- **Work to complete**
a. Answer these about the rforcecom.query thread, one per line:
(i) What does the existing code build before populating it cell-by-cell?
(ii) Which attribute marks a record as a lookup field?
(iii) What branch name is passed as ref to install_github?
b. Retype the rforcecom.query thread from "# Parse XML" up to and including "XML stripped apart.".
c. Write what comes next in the rforcecom.query thread, picking up after its last line.

- **Supplied passage**

RForcecom icon indicating copy to clipboard operation
RForcecom copied to clipboard

Speedup/refactor proposal for rforcecom.query

Open ax42 opened this issue 9 years ago • 6 comments

I have an idea on how to improve up rforcecom.query, but I'm struggling with the mechanics of the XML, so if someone can point me in the right direction (@reportmort?) that would be helpful.

I think the function should run as follows:

  • fetch the first hunk of xml
  • extract all the //records (into a list?)
  • check the //done entry, if it's false
    • fetch the next lot of xml, add the //records into the list(?) above
  • Run through the records, find all that have a "type" attribute (which means they are a lookup field)
    • For all the child records, rename them to ParentName.ChildName (so the Name child in the Opportunity record become Opportunity.Name
    • Shift these records up a level in the tree (append and delete original?)
  • Rerun this step until it returns no records (because the tree could be multiple levels deep)

I think this will be faster / cleaner than the existing code (which builds an empty data.frame and then populates cell-by-cell) as it can also use locators which are hopefully quite optimised.

So far, I've got:

function(session, soqlQuery, queryAll=FALSE){

 # Retrieve XML via REST API

 if(queryAll){
   endpointPath <- rforcecom.api.getSoqlAllEndpoint(session['apiVersion'])
 } else {
   endpointPath <- rforcecom.api.getSoqlEndpoint(session['apiVersion'])
 }
 URL <- paste(session['instanceURL'], endpointPath, curlEscape(soqlQuery), sep="")

 fetchXML <- function(session, URL) {
   h <- basicHeaderGatherer()
   t <- basicTextGatherer()
   OAuthString <- paste("Bearer", session['sessionID'])
   httpHeader <- c("Authorization"=OAuthString, "Accept"="application/xml")
   curlPerform(url=URL, httpheader=httpHeader, headerfunction = h$update, writefunction = t$update, ssl.verifypeer=F)

   # BEGIN DEBUG
   if(exists("rforcecom.debug") && rforcecom.debug){ message(URL) }
   if(exists("rforcecom.debug") && rforcecom.debug){ message(t$value()) }
   # END DEBUG  

   return(t$value())
 }

 system.time(
   xml.in <- fetchXML(session, URL)
 )

 # Parse XML
 x.root <- xmlRoot(xmlParse(xml.in, asText=T))

 records.xml <- x.root['//records']

..but as I said, I'm really struggling with getting the XML stripped apart.

ax42 avatar Oct 23 '15 17:10 ax42

Another advantage of the above is that I think it will work with arbitrarily deep nested queries (e.g. SELECT Id, Name, (SELECT ActivityDate, Description FROM ActivityHistories) FROM Account from Issue #15

ax42 avatar Oct 23 '15 17:10 ax42

@ax42 I wrote a separate function just for parsing query response XML that can handle nested parent-child relationships and follows an algorithm similar to your suggested pseudocode. You can find that function on a branch in my forked repository: https://github.com/ReportMort/RForcecom/blob/query-refactor/R/rforcecom.utils.R

You can download and test this improved version of rforcecom.query by installing from my branch. I may open a pull request if things seem acceptable to you.

library(devtools)
install_github('ReportMort/RForcecom', ref='query-refactor')

- **Entries taken from a collection**
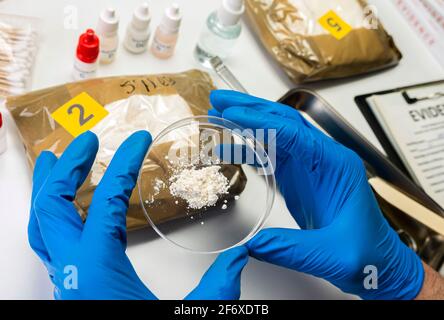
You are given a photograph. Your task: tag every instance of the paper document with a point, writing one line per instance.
(416, 131)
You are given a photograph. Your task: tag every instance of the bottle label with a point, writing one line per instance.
(107, 54)
(139, 44)
(84, 74)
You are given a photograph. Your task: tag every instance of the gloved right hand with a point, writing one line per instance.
(326, 190)
(88, 260)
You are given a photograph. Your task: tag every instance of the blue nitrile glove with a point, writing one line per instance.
(326, 190)
(88, 261)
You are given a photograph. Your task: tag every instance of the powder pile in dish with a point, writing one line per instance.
(199, 187)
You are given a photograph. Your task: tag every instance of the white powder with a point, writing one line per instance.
(199, 187)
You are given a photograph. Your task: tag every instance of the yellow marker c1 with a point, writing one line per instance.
(334, 24)
(79, 114)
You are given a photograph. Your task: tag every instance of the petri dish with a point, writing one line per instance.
(207, 184)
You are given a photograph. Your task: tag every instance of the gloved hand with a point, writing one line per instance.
(88, 261)
(325, 188)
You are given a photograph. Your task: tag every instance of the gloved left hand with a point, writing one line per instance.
(88, 260)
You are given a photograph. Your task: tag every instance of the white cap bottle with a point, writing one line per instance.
(230, 12)
(165, 37)
(138, 30)
(220, 33)
(107, 30)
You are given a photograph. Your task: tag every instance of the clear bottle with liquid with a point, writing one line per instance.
(220, 33)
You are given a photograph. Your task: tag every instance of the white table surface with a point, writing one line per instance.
(170, 272)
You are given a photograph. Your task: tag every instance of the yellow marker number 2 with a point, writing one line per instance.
(79, 114)
(334, 24)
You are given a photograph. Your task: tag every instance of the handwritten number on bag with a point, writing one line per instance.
(82, 119)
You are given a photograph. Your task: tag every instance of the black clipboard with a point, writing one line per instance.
(371, 119)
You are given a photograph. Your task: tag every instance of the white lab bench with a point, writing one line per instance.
(167, 271)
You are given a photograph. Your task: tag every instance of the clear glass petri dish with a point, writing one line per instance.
(207, 184)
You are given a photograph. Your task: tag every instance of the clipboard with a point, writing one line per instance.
(371, 119)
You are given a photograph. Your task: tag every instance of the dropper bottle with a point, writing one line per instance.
(165, 37)
(85, 62)
(138, 31)
(220, 33)
(107, 30)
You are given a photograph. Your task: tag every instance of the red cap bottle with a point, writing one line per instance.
(88, 47)
(85, 63)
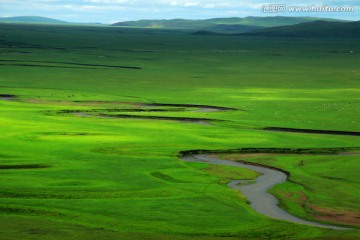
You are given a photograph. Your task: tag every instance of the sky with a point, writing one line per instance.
(110, 11)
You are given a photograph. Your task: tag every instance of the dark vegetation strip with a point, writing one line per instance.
(298, 130)
(23, 166)
(271, 150)
(188, 105)
(7, 96)
(159, 118)
(76, 64)
(120, 110)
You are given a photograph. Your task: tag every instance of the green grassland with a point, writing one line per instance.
(65, 176)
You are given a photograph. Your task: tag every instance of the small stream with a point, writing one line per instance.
(257, 193)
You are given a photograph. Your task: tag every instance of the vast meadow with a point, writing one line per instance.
(92, 121)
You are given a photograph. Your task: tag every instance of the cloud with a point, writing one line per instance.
(104, 10)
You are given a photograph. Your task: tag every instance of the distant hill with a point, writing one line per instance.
(220, 24)
(30, 19)
(312, 29)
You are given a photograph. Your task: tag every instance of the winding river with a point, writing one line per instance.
(257, 193)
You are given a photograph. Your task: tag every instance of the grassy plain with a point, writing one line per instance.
(121, 178)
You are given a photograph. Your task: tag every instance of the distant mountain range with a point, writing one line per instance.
(31, 19)
(221, 24)
(255, 26)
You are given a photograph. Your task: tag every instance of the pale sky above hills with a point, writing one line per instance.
(109, 11)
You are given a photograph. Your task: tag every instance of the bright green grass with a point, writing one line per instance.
(123, 175)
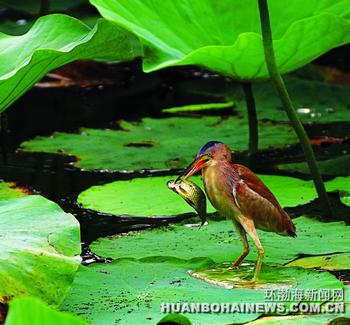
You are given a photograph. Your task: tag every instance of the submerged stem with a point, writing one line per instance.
(288, 106)
(252, 118)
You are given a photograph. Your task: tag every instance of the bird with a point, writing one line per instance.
(238, 194)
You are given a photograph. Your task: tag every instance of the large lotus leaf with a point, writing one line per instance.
(156, 143)
(131, 291)
(220, 242)
(335, 167)
(53, 41)
(39, 249)
(119, 197)
(31, 311)
(224, 36)
(339, 261)
(315, 101)
(314, 319)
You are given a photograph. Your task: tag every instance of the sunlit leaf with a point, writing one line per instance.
(33, 6)
(221, 243)
(32, 311)
(51, 42)
(157, 200)
(224, 36)
(151, 267)
(39, 248)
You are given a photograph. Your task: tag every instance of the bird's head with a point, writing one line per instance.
(211, 153)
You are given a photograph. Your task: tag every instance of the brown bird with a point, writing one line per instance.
(237, 193)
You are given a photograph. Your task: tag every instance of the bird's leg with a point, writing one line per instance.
(244, 240)
(249, 227)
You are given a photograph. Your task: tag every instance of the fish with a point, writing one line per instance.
(192, 194)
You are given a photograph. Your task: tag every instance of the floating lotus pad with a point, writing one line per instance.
(156, 143)
(124, 197)
(32, 311)
(221, 243)
(132, 291)
(226, 36)
(151, 267)
(53, 41)
(39, 247)
(315, 101)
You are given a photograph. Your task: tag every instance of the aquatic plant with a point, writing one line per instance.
(53, 41)
(301, 32)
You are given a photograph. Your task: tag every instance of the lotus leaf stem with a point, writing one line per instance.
(252, 119)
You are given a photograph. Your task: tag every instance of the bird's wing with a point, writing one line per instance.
(254, 184)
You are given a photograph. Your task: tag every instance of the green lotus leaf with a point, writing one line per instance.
(315, 101)
(51, 42)
(224, 36)
(39, 248)
(342, 185)
(303, 320)
(151, 267)
(326, 262)
(220, 242)
(32, 311)
(132, 291)
(157, 200)
(156, 143)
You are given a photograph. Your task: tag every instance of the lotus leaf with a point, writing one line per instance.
(315, 101)
(224, 36)
(146, 273)
(131, 291)
(221, 243)
(156, 143)
(40, 247)
(32, 311)
(119, 197)
(51, 42)
(342, 185)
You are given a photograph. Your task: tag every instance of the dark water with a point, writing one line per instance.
(131, 96)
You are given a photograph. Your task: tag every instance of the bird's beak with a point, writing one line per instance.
(197, 164)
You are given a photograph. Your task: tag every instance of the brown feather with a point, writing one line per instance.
(258, 201)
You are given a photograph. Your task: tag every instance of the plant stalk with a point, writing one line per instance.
(44, 7)
(289, 108)
(252, 118)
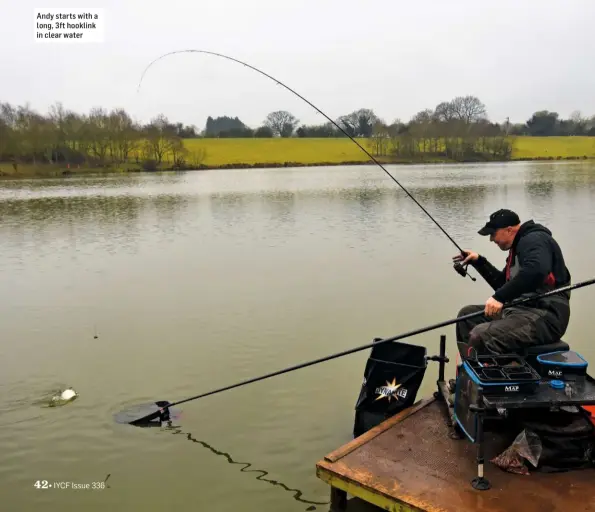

- **Exercise answers**
a.
(i) An empty data.frame
(ii) "type"
(iii) query-refactor

b.
# Parse XML
 x.root <- xmlRoot(xmlParse(xml.in, asText=T))

 records.xml <- x.root['//records']

..but as I said, I'm really struggling with getting the XML stripped apart.

c.
This function will obey your global setting for stringsAsFactors = F, so that addresses Issue https://github.com/hiratake55/RForcecom/issues/21 and it also handles the nested relationships described in Issue https://github.com/hiratake55/RForcecom/issues/15. The one thing is that it no longer uses type.convert, so numeric and integer variables stay as characters because the XML is characters. I think we can address the type conversion (including dates) at another time since I'd rather leave the user to decide how to type convert for their specific implementation.

One last thing I didn't test for an improvement in speed, but I think the lower bound on performance is always going to be how fast you can parse the XML, which is tough to get going quickly when it's millions of characters long. That said, I'm not sure how much we can optimize at the moment, but would love your input.

StevenMMortimer avatar Oct 24 '15 20:10 StevenMMortimer

Thanks -- I'll try and poke around with it on Sunday. Splitting things into pieces makes it easier to measure, and then if necessary, refactor them one-by-one.

ax42 avatar Oct 24 '15 23:10 ax42

FWIW, I'll be using line profiling as detailed here: http://adv-r.had.co.nz/Profiling.html One of the quotes from that page is "unlist(x, use.names = FALSE) is much faster than unlist(x)" so there may already be a quick win there.

ax42 avatar Oct 24 '15 23:10 ax42

First report back:

  • Works with the nested query SELECT Id, Name, CreatedDate, (SELECT ActivityDate, Description FROM ActivityHistories) FROM Account where CreatedDate > 2015-08-01T00:00:00.000Z :+1:
  • The query SELECT Id, Amount, Name, Account.Name, Owner.Name, Owner.Alias, Master_Opportunity__r.Name FROM Opportunity WHERE Opportunity.CreatedDate >=2014-06-01T00:00:00.000Z causes the function to choke with Error in data.frame(..., check.names = FALSE) : arguments imply differing number of rows: 1, 0

I'm passing the result of x.root <- xmlRoot(xmlParse(xml.in, asText=T)) to the function, where xml.in is the result payload from the request.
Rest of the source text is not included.